*SELECTED EXTRACT:*

━━━━━━━━━━

AFP - One of France's most well-known film directors, Alain Corneau, whose latest thriller "Love Crime" has just been released, died aged 67 overnight Sunday to Monday, his agent said.
Corneau, also a producer and screenwriter who was known for thrillers but dabbled in other genres, worked over the years with some of the biggest names in French film, notably Yves Montand, Gerard Depardieu and Monica Bellucci.
"Love Crime", his 2010 murder mystery about power-hungry women in the corporate world, stars Kristin Scott-Thomas and Ludivine Sagnier.
Corneau, who was the partner of film-maker Nadine Trintignant, studied at film school before working as an assistant to Constantin Costa-Gavras on his 1970 award-winning tale of political intrigue and espionage "The Confession".
His first film, when aged 30 in 1973, "France Inc", did poorly at the box office despite good reviews. But three years later he signed on actor-singer Montand for the first of three times in an Dirty Harry-inspired movie "Police Python 357."
Corneau also delighted French movie-goers with his historical epic on colonial times "Fort Saganne" (1984), starring Depardieu, which broke the record for the biggest budget for a French film.
In 1992, he won two Cesar French film awards for best film and best director for a box-office hit about a 17th century viola player, "Tous Les Matins Du Monde".

━━━━━━━━━━

*DATASET:*
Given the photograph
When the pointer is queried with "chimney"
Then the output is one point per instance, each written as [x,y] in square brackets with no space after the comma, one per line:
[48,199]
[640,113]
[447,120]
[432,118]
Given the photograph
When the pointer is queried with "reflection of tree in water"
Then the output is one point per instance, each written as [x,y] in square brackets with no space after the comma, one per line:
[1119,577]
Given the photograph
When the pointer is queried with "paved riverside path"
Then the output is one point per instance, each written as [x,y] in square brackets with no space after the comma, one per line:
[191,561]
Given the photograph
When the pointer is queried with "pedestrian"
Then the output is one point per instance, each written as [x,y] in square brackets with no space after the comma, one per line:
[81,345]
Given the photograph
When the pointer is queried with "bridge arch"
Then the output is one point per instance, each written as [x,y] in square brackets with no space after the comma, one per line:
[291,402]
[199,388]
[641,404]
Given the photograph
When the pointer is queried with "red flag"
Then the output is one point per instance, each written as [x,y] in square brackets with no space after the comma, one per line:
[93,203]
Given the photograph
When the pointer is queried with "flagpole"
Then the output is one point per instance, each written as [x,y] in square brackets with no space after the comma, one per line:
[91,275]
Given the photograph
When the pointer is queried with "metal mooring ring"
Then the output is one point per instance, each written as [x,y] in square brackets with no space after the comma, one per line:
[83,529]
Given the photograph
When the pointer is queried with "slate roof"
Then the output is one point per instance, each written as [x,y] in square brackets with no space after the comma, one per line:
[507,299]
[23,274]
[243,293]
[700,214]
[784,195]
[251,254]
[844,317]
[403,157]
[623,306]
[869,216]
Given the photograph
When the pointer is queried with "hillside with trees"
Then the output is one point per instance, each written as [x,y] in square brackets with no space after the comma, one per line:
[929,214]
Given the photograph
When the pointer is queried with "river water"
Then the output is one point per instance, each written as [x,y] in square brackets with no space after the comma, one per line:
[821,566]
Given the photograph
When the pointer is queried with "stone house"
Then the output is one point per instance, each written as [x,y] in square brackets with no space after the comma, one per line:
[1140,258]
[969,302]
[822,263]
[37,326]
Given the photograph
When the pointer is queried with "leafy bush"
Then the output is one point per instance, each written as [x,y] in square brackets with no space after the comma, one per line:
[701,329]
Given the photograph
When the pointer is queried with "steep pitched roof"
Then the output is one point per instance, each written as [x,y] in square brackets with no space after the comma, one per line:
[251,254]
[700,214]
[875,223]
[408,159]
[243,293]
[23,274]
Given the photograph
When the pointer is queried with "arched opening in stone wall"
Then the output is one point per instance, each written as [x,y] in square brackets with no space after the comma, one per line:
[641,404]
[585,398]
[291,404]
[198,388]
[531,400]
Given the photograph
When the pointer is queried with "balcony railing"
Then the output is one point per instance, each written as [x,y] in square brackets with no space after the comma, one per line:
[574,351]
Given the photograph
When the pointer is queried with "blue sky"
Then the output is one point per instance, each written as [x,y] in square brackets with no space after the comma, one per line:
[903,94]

━━━━━━━━━━

*GIVEN REQUEST:* Update the passage of the Alain Corneau obituary from "Corneau also delighted" to "a French film." by replacing "historical epic" with "period drama".

*RESPONSE TO THE EXERCISE:*
Corneau also delighted French movie-goers with his period drama on colonial times "Fort Saganne" (1984), starring Depardieu, which broke the record for the biggest budget for a French film.